Excerpt to read –
──────────

Please note that the following document, although believed to be correct at the time of issue, may not represent the current position of the CRA.
Prenez note que ce document, bien qu'exact au moment émis, peut ne pas représenter la position actuelle de l'ARC.
Principal Issues: General discussion of Immigrant trust rules.
Position: general comments given
CRA PUBLICATIONS: T1141;2002-0133035;2001-007705;2000-0000217
XXXXXXXXXX 2005-011567
Lena Holloway
March 10, 2005
Dear XXXXXXXXXX:
Re: Immigrant Trusts
This is in reply to your e-mail of February 10, 2005 in which you requested information on setting up a non-resident trust prior to your intended immigration to Canada. All statutory references in this letter are references to the provisions of the Income Tax Act, R.S.C. 1985 (5th supp.) c. 1, as amended (the "Act").
Your letter explains that you have been a non-resident of Canada for around 15 years and that you and your Singaporean wife have recently decided to settle in Canada. From your own research and examination of the Act you are aware of a mechanism which allows assets to be put into a tax-exempt trust prior to immigration, however as you find the cost of obtaining private tax planning advice prohibitive you have asked us to provide you with more information on the nature and tax treatment of such trusts. Based on your understanding of the Act, the trust to be set up must have the following attributes: but you have asked for guidance in interpreting the rules:
- all of the trust property would be acquired from a non-resident settler (your wife);
- the trust would have non-resident trustees which would constitute a majority of the trustees; the non-resident trustees would exercise their responsibilities as trustees independently;
- the beneficiaries of the trust would be you, your wife or anyone else.
The situation outlined in your letter relates to actual proposed transactions. Note that written confirmation of the tax implications arising from particular transactions is given by this Directorate only where the transactions are proposed and are the subject matter of an advance income tax ruling request. With respect to some of the questions posed in your correspondence, it is not the role of the Canada Revenue Agency to engage in tax planning. Accordingly, you may wish to seek professional tax advice with respect to the tax planning aspects of questions raised in your letter. However, we are prepared to provide you with general comments, which may be of assistance.
At present, a non-resident trust is not subject to Canadian tax if all persons who contribute directly or indirectly to such trust have not resided in Canada for 60 months or all persons beneficially interested in the trust are not Canadian residents. Therefore, when an individual immigrates to Canada and leaves his or her property in a non-resident trust, the trust is basically not taxable until the immigrant, or someone related to the immigrant that is beneficially interested in the trust who has contributed to the trust, has resided in Canada for a cumulative lifetime total of 60 months. During this tax holiday of up to 60 months, the trust is commonly referred to as an Immigrant Trust. The 60 month tax free period is calculated by taking the end of the year for the trust, which is usually December 31 and count back 60 months. If all persons who have contributed property to the trust directly or indirectly immigrated to Canada less than 60 months before the end of the year, the trust is generally not taxable.

──────────

[Labeled region records]
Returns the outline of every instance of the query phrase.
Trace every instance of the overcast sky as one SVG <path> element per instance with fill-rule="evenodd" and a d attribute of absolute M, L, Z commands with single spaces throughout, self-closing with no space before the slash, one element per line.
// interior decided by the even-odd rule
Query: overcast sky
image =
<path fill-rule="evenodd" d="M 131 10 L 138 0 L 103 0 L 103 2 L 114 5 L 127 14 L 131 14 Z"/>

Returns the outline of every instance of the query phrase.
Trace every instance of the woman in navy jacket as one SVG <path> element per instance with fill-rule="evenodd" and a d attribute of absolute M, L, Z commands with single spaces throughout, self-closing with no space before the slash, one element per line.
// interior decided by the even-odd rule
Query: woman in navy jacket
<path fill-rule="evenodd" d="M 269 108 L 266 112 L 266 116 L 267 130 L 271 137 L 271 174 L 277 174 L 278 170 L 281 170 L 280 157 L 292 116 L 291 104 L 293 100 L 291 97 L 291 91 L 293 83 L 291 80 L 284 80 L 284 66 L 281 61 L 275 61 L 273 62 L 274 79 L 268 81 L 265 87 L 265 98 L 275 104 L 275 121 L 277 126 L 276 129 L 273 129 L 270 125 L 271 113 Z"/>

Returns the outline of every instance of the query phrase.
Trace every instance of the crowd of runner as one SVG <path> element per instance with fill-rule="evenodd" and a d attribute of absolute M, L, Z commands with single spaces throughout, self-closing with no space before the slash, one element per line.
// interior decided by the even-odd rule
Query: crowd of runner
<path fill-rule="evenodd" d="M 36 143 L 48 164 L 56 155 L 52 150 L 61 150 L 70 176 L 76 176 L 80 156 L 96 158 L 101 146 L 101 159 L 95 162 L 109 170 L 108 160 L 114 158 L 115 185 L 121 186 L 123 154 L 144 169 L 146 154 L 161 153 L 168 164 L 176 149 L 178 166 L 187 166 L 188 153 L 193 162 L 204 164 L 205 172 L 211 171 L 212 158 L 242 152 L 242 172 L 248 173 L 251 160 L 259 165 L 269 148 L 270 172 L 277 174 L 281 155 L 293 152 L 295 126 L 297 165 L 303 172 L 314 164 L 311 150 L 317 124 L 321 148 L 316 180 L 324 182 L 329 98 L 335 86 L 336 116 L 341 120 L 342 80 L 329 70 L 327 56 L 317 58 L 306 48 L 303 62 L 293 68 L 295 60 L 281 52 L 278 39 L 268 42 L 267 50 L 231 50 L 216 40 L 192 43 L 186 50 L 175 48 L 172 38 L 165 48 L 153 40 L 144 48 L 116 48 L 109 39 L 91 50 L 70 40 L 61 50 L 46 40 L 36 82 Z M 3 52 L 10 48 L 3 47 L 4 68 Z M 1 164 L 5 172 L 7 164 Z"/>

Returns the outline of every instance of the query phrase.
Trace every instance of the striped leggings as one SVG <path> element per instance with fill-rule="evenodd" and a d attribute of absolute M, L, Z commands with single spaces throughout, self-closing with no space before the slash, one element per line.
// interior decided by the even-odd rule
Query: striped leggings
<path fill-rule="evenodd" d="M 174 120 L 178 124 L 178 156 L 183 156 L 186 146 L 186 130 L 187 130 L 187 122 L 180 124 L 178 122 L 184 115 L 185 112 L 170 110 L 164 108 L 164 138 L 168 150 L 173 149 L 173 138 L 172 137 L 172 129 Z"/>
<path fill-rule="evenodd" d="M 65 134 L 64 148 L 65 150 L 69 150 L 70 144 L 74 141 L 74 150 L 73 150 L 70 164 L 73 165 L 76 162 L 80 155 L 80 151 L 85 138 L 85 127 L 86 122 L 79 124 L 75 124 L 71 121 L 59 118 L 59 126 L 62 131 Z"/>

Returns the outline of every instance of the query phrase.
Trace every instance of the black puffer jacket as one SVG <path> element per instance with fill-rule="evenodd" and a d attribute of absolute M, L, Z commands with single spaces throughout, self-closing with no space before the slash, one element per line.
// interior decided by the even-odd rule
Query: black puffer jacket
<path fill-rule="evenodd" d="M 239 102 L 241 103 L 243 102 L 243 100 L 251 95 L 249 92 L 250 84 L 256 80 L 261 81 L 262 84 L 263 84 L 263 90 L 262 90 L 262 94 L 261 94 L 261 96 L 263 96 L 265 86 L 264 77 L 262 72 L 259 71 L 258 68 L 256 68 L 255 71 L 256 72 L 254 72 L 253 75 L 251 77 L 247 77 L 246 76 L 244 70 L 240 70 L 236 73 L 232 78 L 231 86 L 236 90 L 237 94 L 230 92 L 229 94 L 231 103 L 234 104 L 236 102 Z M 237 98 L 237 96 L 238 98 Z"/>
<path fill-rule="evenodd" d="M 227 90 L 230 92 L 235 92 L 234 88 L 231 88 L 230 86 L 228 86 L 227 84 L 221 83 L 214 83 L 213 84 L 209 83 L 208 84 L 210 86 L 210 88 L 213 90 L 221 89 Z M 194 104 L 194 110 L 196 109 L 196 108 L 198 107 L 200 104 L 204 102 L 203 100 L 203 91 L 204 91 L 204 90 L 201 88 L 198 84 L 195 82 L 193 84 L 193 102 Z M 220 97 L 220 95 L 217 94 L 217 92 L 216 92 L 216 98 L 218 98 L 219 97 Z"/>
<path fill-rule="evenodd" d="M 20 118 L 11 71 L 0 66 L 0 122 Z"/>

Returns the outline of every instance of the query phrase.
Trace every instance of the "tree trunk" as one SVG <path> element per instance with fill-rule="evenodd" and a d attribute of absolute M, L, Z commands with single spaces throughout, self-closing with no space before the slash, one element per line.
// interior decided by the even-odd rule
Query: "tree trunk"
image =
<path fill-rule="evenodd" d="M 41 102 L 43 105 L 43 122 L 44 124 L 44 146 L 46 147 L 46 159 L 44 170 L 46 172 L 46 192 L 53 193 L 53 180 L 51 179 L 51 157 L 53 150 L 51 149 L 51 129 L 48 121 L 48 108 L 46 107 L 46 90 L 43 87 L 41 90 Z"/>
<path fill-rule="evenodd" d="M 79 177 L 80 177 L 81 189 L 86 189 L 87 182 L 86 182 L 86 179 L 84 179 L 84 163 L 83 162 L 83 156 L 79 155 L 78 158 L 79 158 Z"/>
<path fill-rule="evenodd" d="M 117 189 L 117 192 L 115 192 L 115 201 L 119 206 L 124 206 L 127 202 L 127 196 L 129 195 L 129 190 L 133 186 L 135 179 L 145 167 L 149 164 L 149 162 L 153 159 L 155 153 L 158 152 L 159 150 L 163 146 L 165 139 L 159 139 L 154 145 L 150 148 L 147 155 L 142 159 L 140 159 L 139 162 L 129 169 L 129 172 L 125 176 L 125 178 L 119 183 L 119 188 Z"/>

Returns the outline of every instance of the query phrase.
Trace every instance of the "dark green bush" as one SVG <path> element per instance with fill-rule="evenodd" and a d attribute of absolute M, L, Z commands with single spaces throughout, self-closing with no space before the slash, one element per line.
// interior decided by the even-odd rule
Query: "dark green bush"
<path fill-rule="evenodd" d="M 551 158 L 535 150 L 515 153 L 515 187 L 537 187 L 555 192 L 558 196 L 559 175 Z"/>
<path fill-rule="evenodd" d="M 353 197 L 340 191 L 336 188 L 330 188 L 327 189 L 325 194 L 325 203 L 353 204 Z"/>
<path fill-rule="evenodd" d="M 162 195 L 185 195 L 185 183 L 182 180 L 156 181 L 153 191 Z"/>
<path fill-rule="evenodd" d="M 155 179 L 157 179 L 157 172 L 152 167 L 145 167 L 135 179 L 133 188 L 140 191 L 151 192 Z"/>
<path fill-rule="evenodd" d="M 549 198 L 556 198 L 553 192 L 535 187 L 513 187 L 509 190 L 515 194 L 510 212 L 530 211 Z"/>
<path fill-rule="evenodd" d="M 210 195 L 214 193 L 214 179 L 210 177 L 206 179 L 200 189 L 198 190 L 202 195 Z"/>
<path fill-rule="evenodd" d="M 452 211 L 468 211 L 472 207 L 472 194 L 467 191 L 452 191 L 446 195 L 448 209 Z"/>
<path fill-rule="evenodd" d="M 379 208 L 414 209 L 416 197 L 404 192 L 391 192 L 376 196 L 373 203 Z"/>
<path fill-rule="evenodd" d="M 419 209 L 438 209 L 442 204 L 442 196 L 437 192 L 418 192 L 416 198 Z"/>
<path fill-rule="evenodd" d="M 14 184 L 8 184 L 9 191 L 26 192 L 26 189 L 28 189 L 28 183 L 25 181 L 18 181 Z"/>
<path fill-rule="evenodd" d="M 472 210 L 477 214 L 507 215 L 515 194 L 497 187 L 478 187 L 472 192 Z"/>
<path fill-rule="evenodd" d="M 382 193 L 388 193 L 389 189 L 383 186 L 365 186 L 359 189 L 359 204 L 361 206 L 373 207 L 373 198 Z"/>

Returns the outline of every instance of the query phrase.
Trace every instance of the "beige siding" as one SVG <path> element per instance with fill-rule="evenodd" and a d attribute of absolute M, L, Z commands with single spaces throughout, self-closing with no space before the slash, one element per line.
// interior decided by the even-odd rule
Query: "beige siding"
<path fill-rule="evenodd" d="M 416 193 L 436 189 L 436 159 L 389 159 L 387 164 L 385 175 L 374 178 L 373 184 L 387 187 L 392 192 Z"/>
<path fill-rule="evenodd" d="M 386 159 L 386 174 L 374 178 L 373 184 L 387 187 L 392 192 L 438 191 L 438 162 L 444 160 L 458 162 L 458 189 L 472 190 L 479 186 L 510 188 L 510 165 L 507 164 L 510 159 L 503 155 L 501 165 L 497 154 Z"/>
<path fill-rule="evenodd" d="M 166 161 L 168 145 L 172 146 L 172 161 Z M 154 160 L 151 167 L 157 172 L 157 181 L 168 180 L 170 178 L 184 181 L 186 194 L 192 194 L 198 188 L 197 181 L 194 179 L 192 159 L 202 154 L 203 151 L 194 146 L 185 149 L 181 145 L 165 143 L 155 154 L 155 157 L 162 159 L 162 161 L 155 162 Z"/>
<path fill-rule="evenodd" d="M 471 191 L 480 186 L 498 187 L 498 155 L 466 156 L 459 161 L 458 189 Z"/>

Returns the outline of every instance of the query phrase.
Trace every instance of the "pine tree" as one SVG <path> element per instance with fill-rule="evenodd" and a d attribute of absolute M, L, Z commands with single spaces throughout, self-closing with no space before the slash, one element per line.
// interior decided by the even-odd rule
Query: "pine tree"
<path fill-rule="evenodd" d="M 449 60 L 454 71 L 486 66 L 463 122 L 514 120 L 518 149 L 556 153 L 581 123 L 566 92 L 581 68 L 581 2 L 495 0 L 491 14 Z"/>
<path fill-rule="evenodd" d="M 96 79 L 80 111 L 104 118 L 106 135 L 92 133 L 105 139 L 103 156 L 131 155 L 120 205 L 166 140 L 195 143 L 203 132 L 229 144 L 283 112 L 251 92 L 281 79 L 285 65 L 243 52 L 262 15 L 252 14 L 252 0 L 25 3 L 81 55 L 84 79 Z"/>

──────────

Objective A –
Answer these questions from the letter on immigrant trusts:
(i) On what date did the writer send the e-mail that the letter replies to?
(ii) For about how many years has the writer been a non-resident of Canada?
(iii) What are the attributes of the trust that the writer believes it must have?
Objective B –
Retype everything in the letter on immigrant trusts from "Please note that" down to "Immigrant trust rules.".

Reply A –
(i) February 10, 2005.
(ii) Around 15 years.
(iii) All of the trust property would be acquired from a non-resident settler (the writer's wife). The trust would have non-resident trustees who would make up a majority of the trustees and exercise their responsibilities independently. The beneficiaries would be the writer, the writer's wife, or anyone else.

Reply B –
Please note that the following document, although believed to be correct at the time of issue, may not represent the current position of the CRA.
Prenez note que ce document, bien qu'exact au moment émis, peut ne pas représenter la position actuelle de l'ARC.
Principal Issues: General discussion of Immigrant trust rules.